• _Stated problem_
Which lines of the listing below contain the string "given"? Extract each of those lines in full.

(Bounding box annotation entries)
○ ○ ○ ○
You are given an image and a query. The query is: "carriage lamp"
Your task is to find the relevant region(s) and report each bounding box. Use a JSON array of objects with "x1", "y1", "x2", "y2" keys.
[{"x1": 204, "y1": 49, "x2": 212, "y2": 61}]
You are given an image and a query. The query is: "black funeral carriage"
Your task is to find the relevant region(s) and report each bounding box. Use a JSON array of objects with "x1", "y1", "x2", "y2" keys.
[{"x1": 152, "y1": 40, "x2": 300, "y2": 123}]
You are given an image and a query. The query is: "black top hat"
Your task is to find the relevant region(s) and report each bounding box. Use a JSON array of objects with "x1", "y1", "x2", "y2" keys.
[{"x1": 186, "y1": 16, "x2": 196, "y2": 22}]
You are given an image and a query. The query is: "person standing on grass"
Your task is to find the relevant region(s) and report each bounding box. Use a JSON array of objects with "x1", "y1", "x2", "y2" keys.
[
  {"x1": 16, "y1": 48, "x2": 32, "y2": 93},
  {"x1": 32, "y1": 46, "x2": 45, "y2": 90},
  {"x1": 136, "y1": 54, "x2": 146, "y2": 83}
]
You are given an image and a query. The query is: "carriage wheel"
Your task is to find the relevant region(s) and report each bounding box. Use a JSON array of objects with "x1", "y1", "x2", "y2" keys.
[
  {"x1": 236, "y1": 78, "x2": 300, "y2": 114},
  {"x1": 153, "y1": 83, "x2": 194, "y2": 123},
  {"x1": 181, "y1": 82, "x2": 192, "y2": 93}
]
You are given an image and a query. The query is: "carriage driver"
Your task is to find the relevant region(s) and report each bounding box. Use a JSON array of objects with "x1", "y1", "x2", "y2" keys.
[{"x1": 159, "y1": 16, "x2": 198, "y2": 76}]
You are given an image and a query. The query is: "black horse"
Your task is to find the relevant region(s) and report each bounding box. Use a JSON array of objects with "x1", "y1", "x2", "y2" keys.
○ ○ ○ ○
• _Response_
You are given an image and a query. The query is: "carriage lamp"
You are given an image and a query. The query is: "black funeral carriage"
You are given an image and a query. The query is: "black top hat"
You are given an image and a query. The query is: "person standing on grass"
You are given an image and a query. The query is: "carriage wheel"
You are given an image and a query. The query is: "carriage driver"
You are given an image and a query. The query is: "black horse"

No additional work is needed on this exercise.